Problem set:
**1.** Retype the passage in the Tree Depth component documentation from "In a tree network, the" up to and including "Machine Learning Studio.".
**2.** Extend the Tree Depth component documentation, picking up after its last line.

Text provided:
================

In a tree network, the Tree Depth component generates the depth of each vertex in a tree and the tree ID. This topic describes the Tree Depth component provided by Machine Learning Studio.
You can configure the component by using one of the following methods:
Machine Learning Platform for AI console
Tab | Parameter | Description |
---|---|---|
Fields Setting | Edge Table: Start Vertex Column | The start vertex column in the edge table. |
Edge Table: End Vertex Column | The end vertex column in the edge table. | |
Tuning | Workers | The number of vertices for parallel job execution. The parallelism level and framework communication costs increase with the value of this parameter. |
Memory Size per Worker | The maximum size of memory that a single job can use. By default, the system allocates 4,096 MB for each job. If the used memory size exceeds the value of this parameter, the OutOfMemory exception is reported. | |
Data Split Size | The data split size. Default value: 64. |
PAI command
PAI -name TreeDepth
-project algo_public
-DinputEdgeTableName=TreeDepth_func_test_edge
-DfromVertexCol=flow_out_id
-DtoVertexCol=flow_in_id
-DoutputTableName=TreeDepth_func_test_result;
Parameter | Required | Description | Default value |
---|---|---|---|
inputEdgeTableName | Yes | The name of the input edge table. | No default value |
inputEdgeTablePartitions | No | The partitions in the input edge table. | Full table |
fromVertexCol | Yes | The start vertex column in the input edge table. | No default value |
toVertexCol | Yes | The end vertex column in the input edge table. | No default value |
outputTableName | Yes | The name of the output table. | No default value |
outputTablePartitions | No | The partitions in the output table. | No default value |
lifecycle | No | The lifecycle of the output table. | No default value |
workerNum | No | The number of vertices for parallel job execution. The parallelism level and framework communication costs increase with the value of this parameter. | Not configured |
workerMem | No | The maximum size of memory that a single job can use. By default, the system allocates 4,096 MB for each job. If the used memory size exceeds the value of this parameter, the OutOfMemory exception is reported. | 4096 |
splitSize | No | The data split size. | 64 |
Examples
- Generate training data.

================

Given material:
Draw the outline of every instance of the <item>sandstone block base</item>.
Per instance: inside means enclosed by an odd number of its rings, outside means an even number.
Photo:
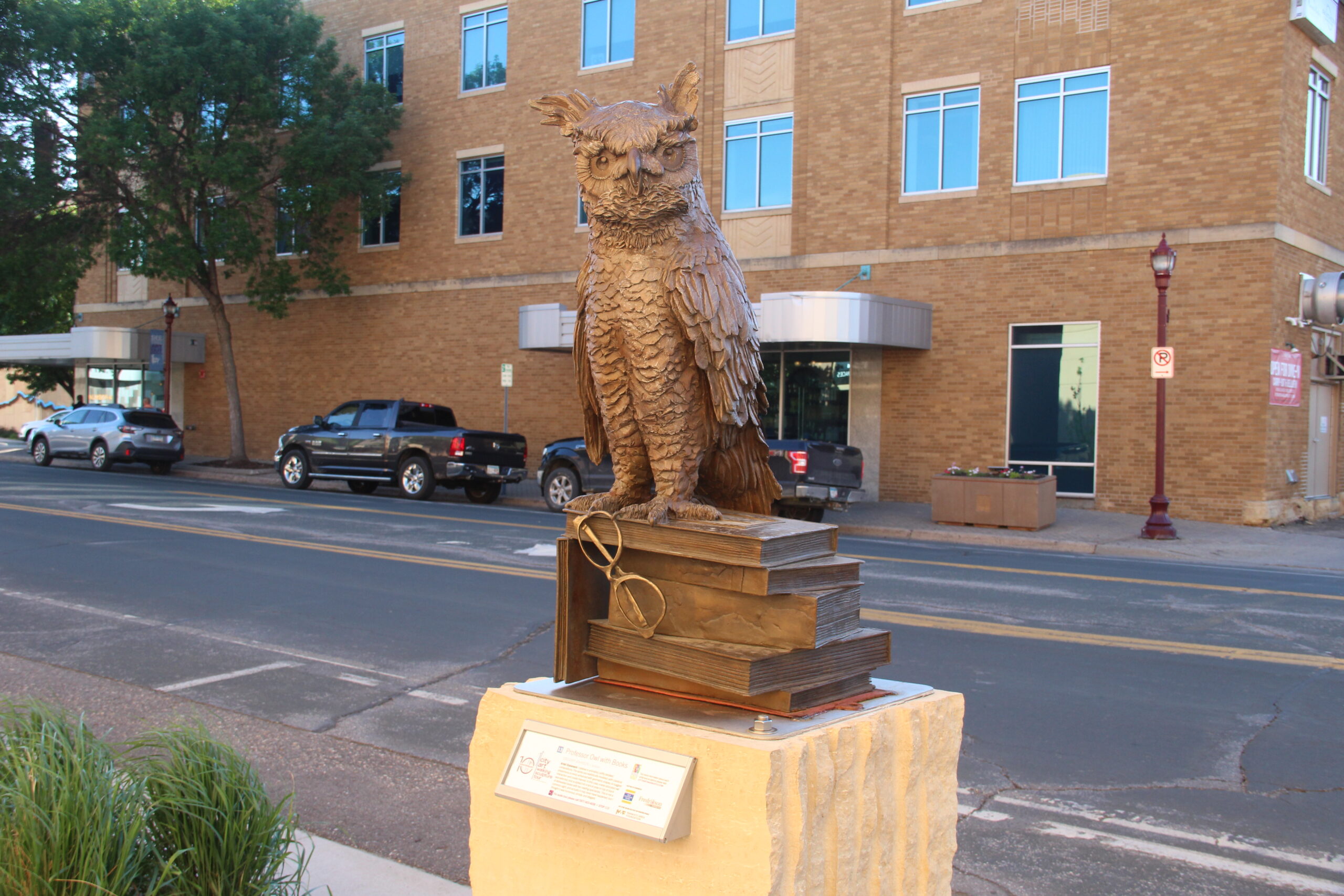
[[[949,896],[962,696],[751,740],[492,688],[472,737],[473,896]],[[527,719],[696,758],[660,844],[495,795]]]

================

Answers per task:
**1.**
In a tree network, the Tree Depth component generates the depth of each vertex in a tree and the tree ID. This topic describes the Tree Depth component provided by Machine Learning Studio.

**2.**
drop table if exists TreeDepth_func_test_edge; create table TreeDepth_func_test_edge as select * from ( select '0' as flow_out_id, '1' as flow_in_id from dual union all select '0' as flow_out_id, '2' as flow_in_id from dual union all select '1' as flow_out_id, '3' as flow_in_id from dual union all select '1' as flow_out_id, '4' as flow_in_id from dual union all select '2' as flow_out_id, '4' as flow_in_id from dual union all select '2' as flow_out_id, '5' as flow_in_id from dual union all select '4' as flow_out_id, '6' as flow_in_id from dual union all select 'a' as flow_out_id, 'b' as flow_in_id from dual union all select 'a' as flow_out_id, 'c' as flow_in_id from dual union all select 'c' as flow_out_id, 'd' as flow_in_id from dual union all select 'c' as flow_out_id, 'e' as flow_in_id from dual )tmp; drop table if exists TreeDepth_func_test_result; create table TreeDepth_func_test_result ( node string, root string, depth bigint );
The following figure shows the tree depth structure. - View training results.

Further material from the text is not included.